» **About this exercise**: Print the listing below word for word, leaving out the pictures.

[Records for processing — start]

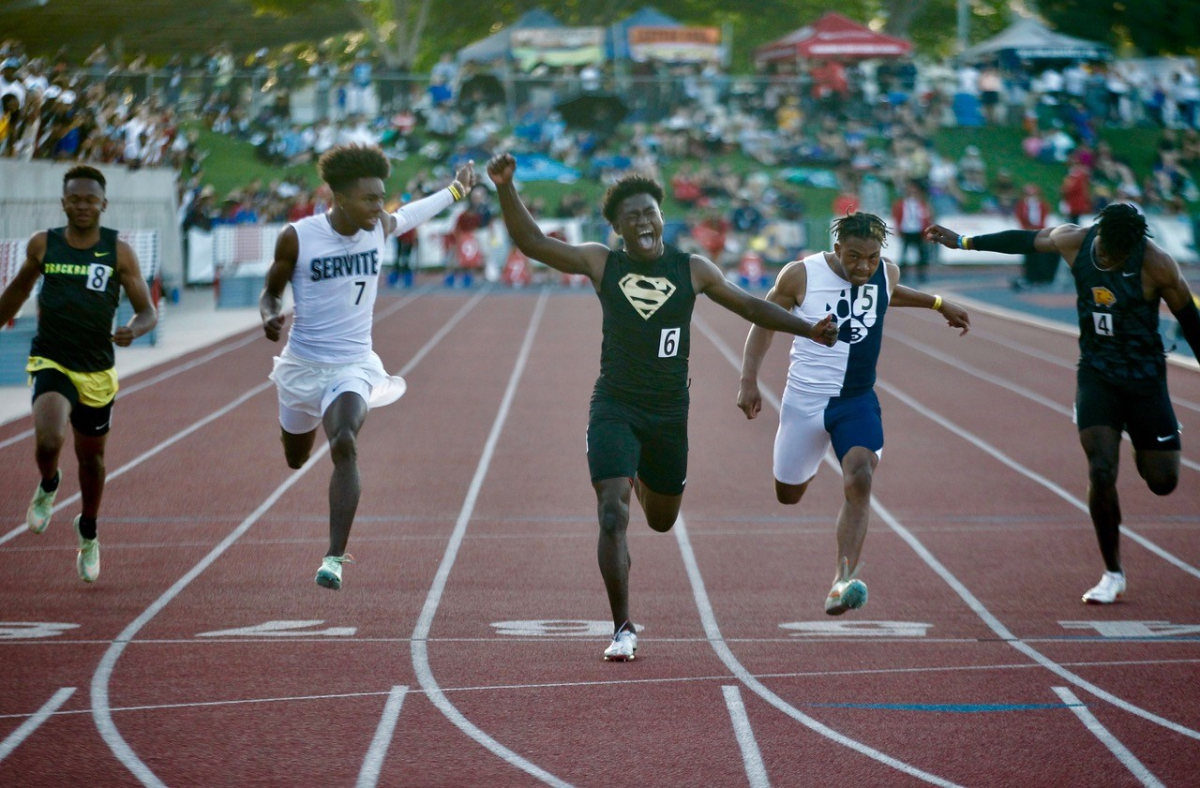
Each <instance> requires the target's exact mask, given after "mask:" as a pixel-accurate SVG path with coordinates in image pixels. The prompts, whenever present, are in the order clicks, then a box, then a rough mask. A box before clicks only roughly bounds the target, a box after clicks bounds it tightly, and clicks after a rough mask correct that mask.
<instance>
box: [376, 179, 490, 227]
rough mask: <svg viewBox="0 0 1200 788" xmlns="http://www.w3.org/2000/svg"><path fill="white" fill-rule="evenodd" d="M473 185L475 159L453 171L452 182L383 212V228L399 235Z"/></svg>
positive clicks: (473, 182)
mask: <svg viewBox="0 0 1200 788" xmlns="http://www.w3.org/2000/svg"><path fill="white" fill-rule="evenodd" d="M474 185H475V161H474V160H472V161H468V162H467V163H466V164H464V166H463V167H461V168H460V169H458V172H457V173H455V176H454V182H451V184H450V186H446V187H445V188H444V190H442V191H439V192H434V193H433V194H430V196H428V197H422V198H421V199H419V200H413V201H412V203H409V204H408V205H403V206H401V207H400V210H397V211H396V212H395V213H384V216H383V221H384V230H385V231H386V234H388V235H401V234H403V233H407V231H408V230H410V229H413V228H414V227H416V225H418V224H424V223H425V222H427V221H430V219H431V218H433V217H434V216H437V215H438V213H440V212H442V211H444V210H446V209H448V207H450V206H451V205H454V204H455V203H457V201H458V200H461V199H462V198H463V197H466V196H467V194H468V193H469V192H470V188H472V187H473V186H474Z"/></svg>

[Records for processing — finish]

» **Solution below**:
Each <instance> requires the target's exact mask, given after "mask:" as a pixel-accurate SVG path with coordinates in image pixels. The prompts, whenever present, are in the order clicks, then a box, then a rough mask. A box before clicks only roughly bounds the target, a box after clicks bounds it tightly, and clicks after a rough mask correct that mask.
<instance>
box: [376, 179, 490, 227]
rough mask: <svg viewBox="0 0 1200 788" xmlns="http://www.w3.org/2000/svg"><path fill="white" fill-rule="evenodd" d="M473 185L475 159L453 171L452 182L383 212V228L399 235Z"/></svg>
positive clicks: (473, 182)
mask: <svg viewBox="0 0 1200 788" xmlns="http://www.w3.org/2000/svg"><path fill="white" fill-rule="evenodd" d="M474 185H475V161H474V160H472V161H468V162H467V163H466V164H464V166H463V167H461V168H460V169H458V172H457V173H455V176H454V182H451V184H450V186H446V187H445V188H444V190H442V191H439V192H434V193H433V194H430V196H428V197H422V198H421V199H419V200H413V201H412V203H409V204H408V205H403V206H401V207H400V210H397V211H396V212H395V213H384V216H383V221H384V230H385V231H386V234H388V235H401V234H403V233H407V231H408V230H410V229H413V228H414V227H416V225H418V224H424V223H425V222H427V221H430V219H431V218H433V217H434V216H437V215H438V213H440V212H442V211H444V210H446V209H448V207H450V206H451V205H454V204H455V203H457V201H458V200H461V199H462V198H463V197H466V196H467V194H468V193H469V192H470V188H472V187H473V186H474Z"/></svg>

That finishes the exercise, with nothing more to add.